- Text segment -
'''

Bulk updates with cursors

Posted by Nick Johnson | Filed under app-engine, python, coding, deferred, tech, cursors

Last week, I blogged about cursors, a new feature in version 1.3.1 of the App Engine SDK. Today, I'm going to demonstrate a practical use for them: Bulk datastore updates.

In both the Remote API and deferred articles, I used a (perhaps poorly named) 'mapper' class as an example of ways to use these libraries. In neither case was the class intended to be anything other than a sample use case for the library, but nevertheless, people have used the examples in production. The introduction of cursors provides a prime opportunity to introduce a more robust, yet simpler, version of the bulk updater concept.

First, let's define a few requirements for our bulk updater:

Support for any query for which a cursor can be obtained
Handles failure of individual updates gracefully
Can fail the whole update process if enough errors are encountered
Handles timeout errors, service unavailability, etc, transparently
Can report completion to admins

As in the Remote API and Deferred articles, we'll implement the updater as an abstract class, which individual updater implementations should subclass. Here's the basic interface:

import logging
import time
from google.appengine.api import mail
from google.appengine.ext import db
from google.appengine.ext.deferred import defer
from google.appengine.runtime import apiproxy_errors


class BulkUpdater(object):
  """A bulk updater for datastore entities.
  
  Subclasses should implement, at a minimum, get_query and handle_entity.
  """

  # Number of entities to put() at once.

'''

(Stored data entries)
'''

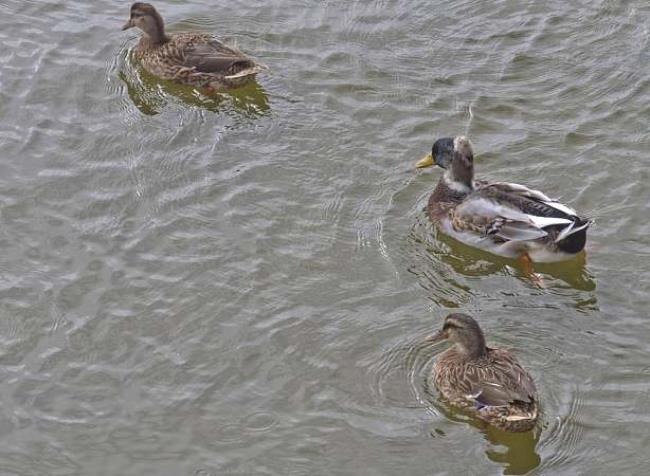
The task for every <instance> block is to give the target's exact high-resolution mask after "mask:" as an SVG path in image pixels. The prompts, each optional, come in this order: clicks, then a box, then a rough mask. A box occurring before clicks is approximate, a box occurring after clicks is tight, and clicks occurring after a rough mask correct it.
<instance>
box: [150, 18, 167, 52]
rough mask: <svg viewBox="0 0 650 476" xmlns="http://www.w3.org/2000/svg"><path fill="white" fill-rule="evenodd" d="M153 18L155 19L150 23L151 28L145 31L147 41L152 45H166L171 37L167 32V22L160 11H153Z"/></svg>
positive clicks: (154, 45) (158, 45)
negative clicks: (167, 35)
mask: <svg viewBox="0 0 650 476" xmlns="http://www.w3.org/2000/svg"><path fill="white" fill-rule="evenodd" d="M151 18H152V20H153V21H152V22H151V23H150V28H148V29H147V31H146V32H145V38H147V40H148V41H147V43H148V44H149V45H150V46H151V47H156V46H160V45H164V44H165V43H167V42H168V41H169V37H168V36H167V35H166V34H165V23H164V22H163V19H162V17H161V16H160V14H158V12H154V13H152V14H151Z"/></svg>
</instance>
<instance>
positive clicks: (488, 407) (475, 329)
mask: <svg viewBox="0 0 650 476" xmlns="http://www.w3.org/2000/svg"><path fill="white" fill-rule="evenodd" d="M447 339H448V340H450V341H452V342H453V343H454V346H453V347H451V348H449V349H447V350H446V351H445V352H443V353H442V354H441V355H440V356H439V357H438V359H437V360H436V363H435V365H434V367H433V371H432V378H433V382H434V384H435V386H436V388H437V389H438V391H439V392H440V394H441V395H442V397H443V398H444V399H445V400H447V401H448V402H449V403H450V404H452V405H454V406H458V407H460V408H462V409H464V410H465V411H467V412H468V413H470V414H472V415H474V416H476V417H478V418H479V419H481V420H484V421H486V422H488V423H490V424H492V425H494V426H496V427H498V428H501V429H503V430H508V431H528V430H531V429H532V428H534V426H535V424H536V422H537V418H538V416H539V411H538V403H537V390H536V389H535V382H533V378H532V377H531V376H530V374H529V373H528V372H526V370H525V369H524V368H523V367H522V366H521V365H519V362H517V359H515V357H514V356H513V355H512V354H511V353H510V352H509V351H507V350H505V349H496V348H495V349H493V348H490V347H486V345H485V337H484V336H483V331H481V328H480V327H479V325H478V323H477V322H476V321H475V320H474V319H473V318H472V317H471V316H468V315H467V314H449V315H448V316H447V317H446V318H445V322H444V325H443V327H442V330H440V331H439V332H437V333H436V334H434V335H432V336H429V337H427V341H428V342H431V343H434V342H439V341H442V340H447Z"/></svg>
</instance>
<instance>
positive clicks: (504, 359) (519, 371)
mask: <svg viewBox="0 0 650 476" xmlns="http://www.w3.org/2000/svg"><path fill="white" fill-rule="evenodd" d="M488 354H489V355H490V360H491V361H492V362H491V364H490V365H487V366H485V367H479V368H478V370H477V374H478V379H477V381H476V384H475V385H474V388H473V389H472V397H473V398H474V400H475V401H476V403H477V404H478V405H479V406H505V405H508V404H512V403H515V402H522V403H532V402H534V401H535V400H536V396H537V389H536V388H535V383H534V382H533V379H532V377H531V376H530V374H529V373H528V372H526V370H524V368H523V367H521V365H519V362H517V360H516V359H515V358H514V357H513V356H512V355H511V354H510V352H508V351H507V350H504V349H488Z"/></svg>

'''

- Activity -
Resume the article on bulk datastore updates with cursors from the point where it stops.

- Written response -
  PUT_BATCH_SIZE = 20
  
  # Number of entities to delete() at once.
  DELETE_BATCH_SIZE = 20
  
  # Maximum time to spend processing before enqueueing the next task in seconds.
  MAX_EXECUTION_TIME = 20.0
  
  # Maximum number of failures to tolerate before aborting. -1 indicates
  # no limit, in which case the list of failed keys will not be retained.
  MAX_FAILURES = 0
  
  def __init__(self):
    self.__to_put = []
    self.__to_delete = []
    self.__failed_keys = []
    self.num_processed = 0
    self.num_tasks = 0
    self.num_put = 0
    self.num_deleted = 0
  
  def get_query(self):
    """Returns the query to iterate over.

    Returns:
      A db.Query or db.GqlQuery object. The returned query must support cursors.
    """
    raise NotImplementedError()

  def handle_entity(self, entity):
    """Performs processing on a single entity.
    
    Args:
      entity: A db.Model instance to update.
    """
    raise NotImplementedError()

  def finish(self, success, failed_keys):
    """Finish processing. Called after all entities have been updated.
    
    Args:
      success: boolean: Indicates if the process completed successfully, or was
        aborted due to too many errors.
      failed_keys: list: A list of db.Key objects that could not be updated.
    """
    pass

The first thing we do is define some constants that will affect the operation of our updater - the batch sizes for put and delete operations, and the maximum time to execute before enqueueing the next task. This last one is necessary because tests have shown that the approach used in the deferred article, of catching the first deadline error and enqueueing the next task then, is not sufficiently reliable. We also define a maximum number of update failures to tolerate before aborting the update process.

We need some way for updater instances to propagate their changes back to the datastore. As with previous mappers, we want to batch these operations for efficiency. This time, let's define helper methods that the handle_entity() method can call:

  def put(self, entities):
    """Stores updated entities to the datastore.
    
    Updates are batched for efficiency.
    
    Args:
      entities: An entity, or list of entities, to store.
    """
    if isinstance(entities, db.Model):
      entities = [entities]
    self.__to_put.extend(entities)
    
    while len(self.__to_put) > self.PUT_BATCH_SIZE:
      db.put(self.__to_put[-self.PUT_BATCH_SIZE:])
      del self.__to_put[-self.PUT_BATCH_SIZE:]
      self.num_put += self.PUT_BATCH_SIZE

  def delete(self, entities):
    """Deletes entities from the datastore.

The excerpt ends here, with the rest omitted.